Copy the material below word for word, line by line, and leave the pictures out.

--- start ---

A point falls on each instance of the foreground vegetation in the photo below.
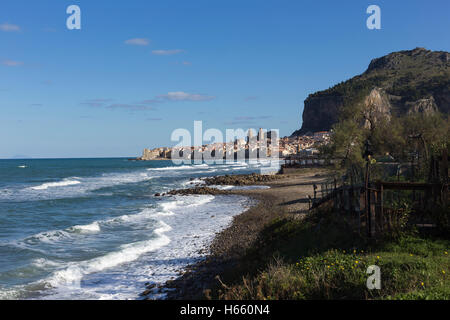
(320, 257)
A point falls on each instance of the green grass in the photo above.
(322, 258)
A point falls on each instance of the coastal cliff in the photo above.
(399, 83)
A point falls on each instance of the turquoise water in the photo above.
(93, 229)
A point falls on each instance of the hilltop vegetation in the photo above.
(405, 77)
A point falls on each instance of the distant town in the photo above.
(250, 146)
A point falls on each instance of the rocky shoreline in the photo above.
(228, 246)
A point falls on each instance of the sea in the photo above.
(93, 229)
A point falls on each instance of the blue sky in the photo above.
(139, 69)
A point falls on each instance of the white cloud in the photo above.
(12, 63)
(167, 52)
(184, 96)
(7, 27)
(138, 41)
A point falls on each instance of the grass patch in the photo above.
(321, 257)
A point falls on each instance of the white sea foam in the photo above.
(92, 227)
(63, 183)
(127, 253)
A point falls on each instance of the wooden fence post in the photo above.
(373, 213)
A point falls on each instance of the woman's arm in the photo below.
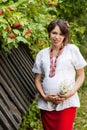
(46, 97)
(79, 81)
(38, 84)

--- end ---

**Result**:
A point falls on each instance of the foreground vegetation in the photo below.
(320, 257)
A point falls on each instance of the green grass in the photo above.
(322, 258)
A point falls on each instance of the coastal cliff in the photo above.
(399, 83)
A point falls on each instance of the turquoise water in the photo above.
(93, 229)
A point falls on each instance of the hilltop vegetation in the photo above.
(405, 77)
A point falls on each instance of the distant town in the photo above.
(250, 146)
A point falls on each instance of the rocky shoreline in the photo above.
(228, 246)
A point falls on each instance of the sea in the photo above.
(93, 229)
A point falls on each instance of the blue sky in the photo above.
(139, 69)
A point falls on each instance of the white cloud in the photo above.
(12, 63)
(167, 52)
(184, 96)
(7, 27)
(138, 41)
A point falls on each instance of the grass patch in the photo above.
(321, 257)
A point falls on each instance of the white sea foam in the photo above.
(92, 227)
(63, 183)
(127, 253)
A point falls on each instance of the wooden fence post in the photo above.
(373, 213)
A point falls on each instance of the woman's arm in the photo below.
(46, 97)
(79, 81)
(38, 84)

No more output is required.